**Assigned task 1**. Decide whether each statement agrees with the editorial on agribusiness, answering yes or no and quoting the words of the text that settle it: (a) Davis left Washington in 1955 and went to the Harvard Graduate School of Business. (b) Leontief's 1948 grant from the Rockefeller Foundation ran for two years. (c) Ray Goldberg was a professor at Harvard Business School.
**Assigned task 2**. Write out the editorial on agribusiness again from "At the same" to "of private corporations.", and swap "little-noticed" for "little-known".

**Source passage**.
* * * *

Editor's Note: This editorial is continued from Getting Used to Life Without Food, Part 1: Wall Street, BP, Bio-Ethanol and the Death of Millions
The record rise in grain and food prices in recent years is not a mere Wall Street profit gimmick, although obscene profits are being made. Rather, it is apparently an integral part of a long-term strategy whose roots go back to the years just after World War Two when Nelson Rockefeller and his brothers tried to organize the global food chain along the same monopoly model they had used for world oil. Food would henceforth become just another commodity like oil or tin or silver whose scarcity and price could ultimately be controlled by a small group of powerful trading insiders.
At the same time the Rockefeller brothers were expanding their global business reach from oil to agriculture in the developing world through their technology-driven Green Revolution scheme after the war, they were also financing a little-noticed project at Harvard University. The project would form the infrastructure for their plan to globalize world food production under the central control of a handful of private corporations.
Its creators gave it the name ‘agribusiness,’ in order to differentiate it from traditional farmer-based agriculture -- the cultivation of crops for human sustenance and nutrition. The push to place world national governments’ emergency grain reserves into private hands was merely a logical expansion of the original Rockefeller agribusiness strategy, as was their highly mis-represented “Green Revolution” which at day’s end merely promoted a huge sale of US agriculture products from John Deere tractors (using large volumes of Standard Oil Rockefeller products) to US chemical fertilizers made by other companies in the Rockefeller orbit—forcing a trend to large scale farming and forcing millions off the land into cities where they former a cheap labor pool for large multinationals. The highly-touted harvest yields turned out to be actual losses after several harvests. 1
Agribusiness and the Green Revolution went hand-in-glove. They were part of a grandiose strategy which included Rockefeller Foundation financing of research for development of genetic alteration of plants a few years later.
John H. Davis had been Assistant Agriculture Secretary under President Dwight Eisenhower in the early 1950s. He left Washington in 1955 and went to the Harvard Graduate School of Business, an unusual place for an agriculture expert in those days. Davis had a clear strategy. In 1956 he wrote an article in the Harvard Business Review in which he declared, “the only way to solve the so-called farm problem once and for all, and avoid cumbersome government programs, is to progress from agriculture to agribusiness.” He knew precisely what he had in mind, though few observers had a clue back then. 2
Davis, together with another Harvard Business School professor, Ray Goldberg, formed a Harvard team with Russian-born economist Wassily Leontief, who was then mapping the entire US economy, in a project funded by the Rockefeller Foundation. During the war, the US Government had hired Leontief to develop a method of dynamic analysis of the total economy that he referred to as ‘input-output’ analysis. Leontief worked for the US Labor Department as well as for the Office of Strategic Services (OSS), the predecessor to the CIA. 3
In 1948 Leontief got a major four-year $100,000 grant from the Rockefeller Foundation to set up the Harvard ‘Economic Research Project on the Structure of the American Economy.’ A year later the US Air Force joined the Harvard project, a curious engagement for one of the prime US military branches. The transistor and electronic computers had just been developed along with methods of linear programming that would allow the processing of vast amounts of statistical data on the economy. Soon the Ford Foundation joined in to fund the Harvard project. 4
The Harvard project and its agribusiness component were part of a major attempt to revolutionize US and later, global food production. It was to take four decades before it dominated the food industry. Professor Goldberg later referred to the agribusiness revolution and the development of genetically-modified agribusiness as ‘changing our global economy and society more dramatically than any other single event in the history of mankind.’ 5 He just might have been right as we are now likely about to witness over the coming decade.

* * * *

**Supplied records**.
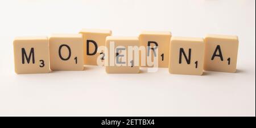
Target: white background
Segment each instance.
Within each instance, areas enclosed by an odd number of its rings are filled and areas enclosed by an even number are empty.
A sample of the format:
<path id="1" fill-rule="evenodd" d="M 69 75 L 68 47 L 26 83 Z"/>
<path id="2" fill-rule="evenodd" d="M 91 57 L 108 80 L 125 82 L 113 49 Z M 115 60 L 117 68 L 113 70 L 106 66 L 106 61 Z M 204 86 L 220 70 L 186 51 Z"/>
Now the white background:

* * * *

**Answer space 1**.
(a) Yes: "He left Washington in 1955 and went to the Harvard Graduate School of Business"
(b) No: "a major four-year $100,000 grant from the Rockefeller Foundation"
(c) Yes: "another Harvard Business School professor, Ray Goldberg"

**Answer space 2**.
At the same time the Rockefeller brothers were expanding their global business reach from oil to agriculture in the developing world through their technology-driven Green Revolution scheme after the war, they were also financing a little-known project at Harvard University. The project would form the infrastructure for their plan to globalize world food production under the central control of a handful of private corporations.